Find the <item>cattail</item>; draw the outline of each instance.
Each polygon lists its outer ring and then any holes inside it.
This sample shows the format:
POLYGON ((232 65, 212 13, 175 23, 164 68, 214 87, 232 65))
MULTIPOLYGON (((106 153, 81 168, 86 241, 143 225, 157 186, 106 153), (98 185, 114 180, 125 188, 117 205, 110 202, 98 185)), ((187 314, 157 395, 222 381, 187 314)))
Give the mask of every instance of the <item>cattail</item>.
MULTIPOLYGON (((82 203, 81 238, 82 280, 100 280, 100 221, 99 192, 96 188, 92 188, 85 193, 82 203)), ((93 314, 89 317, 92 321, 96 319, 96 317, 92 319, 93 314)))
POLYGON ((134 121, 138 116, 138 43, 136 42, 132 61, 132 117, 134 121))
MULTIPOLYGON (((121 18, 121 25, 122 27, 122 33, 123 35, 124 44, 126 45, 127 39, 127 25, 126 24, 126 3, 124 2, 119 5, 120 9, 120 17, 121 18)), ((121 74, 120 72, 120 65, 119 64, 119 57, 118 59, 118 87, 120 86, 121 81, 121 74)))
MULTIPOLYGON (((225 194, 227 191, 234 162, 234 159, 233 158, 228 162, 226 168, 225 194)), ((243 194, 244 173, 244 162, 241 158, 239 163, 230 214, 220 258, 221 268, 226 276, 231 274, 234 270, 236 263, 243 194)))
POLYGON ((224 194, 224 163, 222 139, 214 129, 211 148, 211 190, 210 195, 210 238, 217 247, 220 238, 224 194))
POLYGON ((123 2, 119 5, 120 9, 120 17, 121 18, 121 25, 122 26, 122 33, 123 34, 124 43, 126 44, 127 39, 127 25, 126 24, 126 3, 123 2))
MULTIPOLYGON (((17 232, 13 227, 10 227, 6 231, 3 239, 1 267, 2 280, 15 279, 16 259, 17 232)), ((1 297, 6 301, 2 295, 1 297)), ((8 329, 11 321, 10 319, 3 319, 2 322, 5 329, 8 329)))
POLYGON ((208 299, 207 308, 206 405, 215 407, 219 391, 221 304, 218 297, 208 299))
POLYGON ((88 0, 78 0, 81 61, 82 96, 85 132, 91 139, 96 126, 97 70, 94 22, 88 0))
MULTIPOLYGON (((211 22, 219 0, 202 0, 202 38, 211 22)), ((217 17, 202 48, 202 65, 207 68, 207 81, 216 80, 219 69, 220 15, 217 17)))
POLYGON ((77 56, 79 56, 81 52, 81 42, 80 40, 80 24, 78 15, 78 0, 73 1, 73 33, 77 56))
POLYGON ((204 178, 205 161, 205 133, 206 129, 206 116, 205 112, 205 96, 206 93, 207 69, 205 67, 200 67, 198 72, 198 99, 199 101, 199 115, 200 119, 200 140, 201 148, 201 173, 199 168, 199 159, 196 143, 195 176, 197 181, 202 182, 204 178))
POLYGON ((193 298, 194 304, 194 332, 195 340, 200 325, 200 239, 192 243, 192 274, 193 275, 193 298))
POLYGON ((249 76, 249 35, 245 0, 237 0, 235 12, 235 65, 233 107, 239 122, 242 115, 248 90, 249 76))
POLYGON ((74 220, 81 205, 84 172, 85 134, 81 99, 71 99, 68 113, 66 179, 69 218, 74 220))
****************
▸ WHAT YOU HAVE TO DO: Display each line of the listing above that contains the string "item". Case counts, so only lines with matching capitalization qualify.

▸ RESULT OF THE TASK:
Find the <item>cattail</item>; draw the outline of each instance.
Give the mask of every instance of the <item>cattail</item>.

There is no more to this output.